[Kısa alıştırma] Türkiye toplumunun dönüşümünü anlatan alıntıda "Uzun zamandır Türkiye" ile başlayıp "birlikte düşünmemiz gerekiyor." dahil olmak üzere oraya kadar olan kısmı yeniden yaz ve içinde "kültürel çölleşmenin" yerine "kültürel kuraklığın" koy.

[Alıntı]
Buradasınız
Yeni Bir Döneme Doğru
![](https://uidder.org/sites/all/modules/lazyloader/image_placeholder.gif)
Uzun zamandır Türkiye toplumunun çok yönlü ve çok katmanlı bir dönüşüm geçirmekte olduğunu söylüyoruz. Bu dönüşüm süreci toplumun barındırdığı çelişkilerden, sorunlardan, sosyal-kültürel-siyasal alandan bağımsız değildir. Eğitimin niteliksizleştiği, baskıcı tek adam rejiminin düşünmeyi, sorgulamayı baskıyla engelleyerek hayatın her alanına müdahale ettiği, kalıpçı düşünme biçiminin hâkim olduğu, kültürel çölleşmenin yaşandığı bir dönemdeyiz. Ama aynı zamanda kent nüfusunun yüzde 94’e ulaştığı, kadınların toplumsal yaşama çok daha fazla dâhil olduğu, üniversiteli ama işsiz genç sayısında muazzam bir artışın yaşandığı, teknolojik ilerlemeyle birlikte toplumsal ihtiyaçların ve beklentilerin çeşitlendiği, buna karşılık yoksulluğun büyüdüğü bir dönemdeyiz. İşte toplumun geçirmekte olduğu dönüşüm sürecini bütün bu ve benzeri faktörlerle birlikte düşünmemiz gerekiyor.
Toplumun yapısını, gelişimini ve dönüşümünü sınıflar mücadelesinden bağımsız düşünemeyiz. Hatta diyebiliriz ki yukarıda saydığımız bütün faktörler dolaylı-dolaysız sınıflar mücadelesiyle bağlantılıdır. İşçi Dayanışması’nın önceki sayısında yer alan “Nedir Bu Sınıflar Mücadelesi?” başlıklı yazımızda sınıflar mücadelesinin hayatın her alanında belirleyici olduğunu anlatmıştık. “Bu mücadele ezen ile ezilen, sömüren ile sömürülen arasındaki mücadeleyi kapsadığı gibi, sömürücü egemen sınıf arasında sürüp giden mücadeleyi de kapsar. Tarihsel-toplumsal gelişmeyi şekillendiren bunların toplamıdır” demiştik. Bununla ne kast ettiğimizi Türkiye’de 12 Eylül 1980 öncesine ve sonrasına bakarak da anlayabiliriz.

[Verilen bilgiler]
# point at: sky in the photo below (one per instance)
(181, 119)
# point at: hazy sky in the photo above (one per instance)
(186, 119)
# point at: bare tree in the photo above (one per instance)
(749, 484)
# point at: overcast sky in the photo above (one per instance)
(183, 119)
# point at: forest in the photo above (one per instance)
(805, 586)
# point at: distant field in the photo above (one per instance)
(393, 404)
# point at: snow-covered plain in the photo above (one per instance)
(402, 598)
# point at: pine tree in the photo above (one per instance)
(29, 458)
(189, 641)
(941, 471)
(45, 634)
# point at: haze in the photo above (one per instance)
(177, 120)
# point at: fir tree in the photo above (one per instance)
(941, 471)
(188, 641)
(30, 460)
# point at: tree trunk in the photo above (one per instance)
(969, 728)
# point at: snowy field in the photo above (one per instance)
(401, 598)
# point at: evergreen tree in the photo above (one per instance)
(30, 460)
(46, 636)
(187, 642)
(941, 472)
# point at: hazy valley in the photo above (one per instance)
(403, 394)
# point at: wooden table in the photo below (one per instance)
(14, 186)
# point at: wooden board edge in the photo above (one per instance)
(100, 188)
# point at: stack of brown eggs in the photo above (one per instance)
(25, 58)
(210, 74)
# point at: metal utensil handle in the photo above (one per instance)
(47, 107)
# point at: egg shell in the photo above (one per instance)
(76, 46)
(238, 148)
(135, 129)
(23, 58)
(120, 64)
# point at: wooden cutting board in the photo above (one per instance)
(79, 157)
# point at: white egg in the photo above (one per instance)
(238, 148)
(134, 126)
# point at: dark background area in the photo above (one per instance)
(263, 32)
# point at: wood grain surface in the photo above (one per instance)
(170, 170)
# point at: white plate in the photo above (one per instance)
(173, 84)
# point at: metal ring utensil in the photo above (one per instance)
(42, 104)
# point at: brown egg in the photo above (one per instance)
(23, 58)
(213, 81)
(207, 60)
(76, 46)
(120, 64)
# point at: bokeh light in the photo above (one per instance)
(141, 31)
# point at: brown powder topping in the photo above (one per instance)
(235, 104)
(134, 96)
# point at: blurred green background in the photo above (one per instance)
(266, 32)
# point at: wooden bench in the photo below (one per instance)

[Sonuç]
Uzun zamandır Türkiye toplumunun çok yönlü ve çok katmanlı bir dönüşüm geçirmekte olduğunu söylüyoruz. Bu dönüşüm süreci toplumun barındırdığı çelişkilerden, sorunlardan, sosyal-kültürel-siyasal alandan bağımsız değildir. Eğitimin niteliksizleştiği, baskıcı tek adam rejiminin düşünmeyi, sorgulamayı baskıyla engelleyerek hayatın her alanına müdahale ettiği, kalıpçı düşünme biçiminin hâkim olduğu, kültürel kuraklığın yaşandığı bir dönemdeyiz. Ama aynı zamanda kent nüfusunun yüzde 94’e ulaştığı, kadınların toplumsal yaşama çok daha fazla dâhil olduğu, üniversiteli ama işsiz genç sayısında muazzam bir artışın yaşandığı, teknolojik ilerlemeyle birlikte toplumsal ihtiyaçların ve beklentilerin çeşitlendiği, buna karşılık yoksulluğun büyüdüğü bir dönemdeyiz. İşte toplumun geçirmekte olduğu dönüşüm sürecini bütün bu ve benzeri faktörlerle birlikte düşünmemiz gerekiyor.